*Brief*:
Count the lines in the listing below that contain the string "range" and report only that number.

Start of Items

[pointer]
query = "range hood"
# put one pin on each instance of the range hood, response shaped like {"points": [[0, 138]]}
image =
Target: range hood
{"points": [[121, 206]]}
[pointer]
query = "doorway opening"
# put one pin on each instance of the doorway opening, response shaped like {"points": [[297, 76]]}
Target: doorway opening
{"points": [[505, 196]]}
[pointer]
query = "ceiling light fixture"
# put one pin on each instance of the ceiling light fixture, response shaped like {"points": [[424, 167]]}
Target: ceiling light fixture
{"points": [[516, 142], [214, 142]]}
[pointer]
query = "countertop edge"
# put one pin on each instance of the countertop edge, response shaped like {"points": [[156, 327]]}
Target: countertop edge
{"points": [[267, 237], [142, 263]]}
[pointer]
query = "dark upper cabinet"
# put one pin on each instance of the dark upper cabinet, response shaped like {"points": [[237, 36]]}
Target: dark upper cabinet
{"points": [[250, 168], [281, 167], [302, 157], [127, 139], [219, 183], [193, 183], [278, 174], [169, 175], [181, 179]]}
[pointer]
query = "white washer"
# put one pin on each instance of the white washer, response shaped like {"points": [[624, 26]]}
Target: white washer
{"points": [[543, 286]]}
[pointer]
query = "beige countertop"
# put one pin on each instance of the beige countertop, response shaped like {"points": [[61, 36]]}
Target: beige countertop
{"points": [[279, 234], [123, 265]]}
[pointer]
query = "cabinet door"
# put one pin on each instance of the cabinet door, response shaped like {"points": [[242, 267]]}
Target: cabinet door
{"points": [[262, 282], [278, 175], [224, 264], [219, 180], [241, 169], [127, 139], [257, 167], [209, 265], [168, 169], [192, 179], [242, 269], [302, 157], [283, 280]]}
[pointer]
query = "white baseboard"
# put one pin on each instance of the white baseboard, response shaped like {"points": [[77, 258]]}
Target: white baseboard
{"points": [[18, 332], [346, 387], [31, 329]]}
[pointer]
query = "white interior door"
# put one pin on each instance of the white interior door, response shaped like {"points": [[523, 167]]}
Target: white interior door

End of Items

*Answer to the problem*:
3